EXERCISE REQUIREMENTS - Reproduce each of the rows below word for word, omitting the pictures.
- Opening Delimiter -
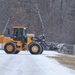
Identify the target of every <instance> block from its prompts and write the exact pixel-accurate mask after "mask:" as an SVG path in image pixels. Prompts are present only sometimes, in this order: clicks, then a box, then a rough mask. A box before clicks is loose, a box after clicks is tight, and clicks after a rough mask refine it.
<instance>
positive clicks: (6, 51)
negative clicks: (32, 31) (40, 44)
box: [0, 26, 43, 54]
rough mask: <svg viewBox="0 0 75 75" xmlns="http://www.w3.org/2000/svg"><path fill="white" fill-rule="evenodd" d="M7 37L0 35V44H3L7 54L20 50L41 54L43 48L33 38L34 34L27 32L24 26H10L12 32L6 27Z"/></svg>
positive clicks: (35, 53) (32, 52) (9, 53)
- Closing Delimiter -
RESULT OF THIS EXERCISE -
Identify the target of every <instance> block from its prompts and write the exact pixel-accurate mask after "mask:" as an SVG path in image pixels. Prompts are present only sometimes, in this order: clicks, then a box, then a rough mask. A box before clicks is loose, a box after clicks is tight, and clicks after a rough mask refine it.
<instance>
positive clicks: (6, 51)
negative clicks: (32, 31) (40, 44)
box: [0, 26, 43, 54]
rough mask: <svg viewBox="0 0 75 75" xmlns="http://www.w3.org/2000/svg"><path fill="white" fill-rule="evenodd" d="M7 37L0 35V44H3L7 54L20 50L41 54L43 48L33 38L34 34L27 32L24 26H10L12 32L6 27Z"/></svg>
positive clicks: (35, 53) (32, 52) (9, 53)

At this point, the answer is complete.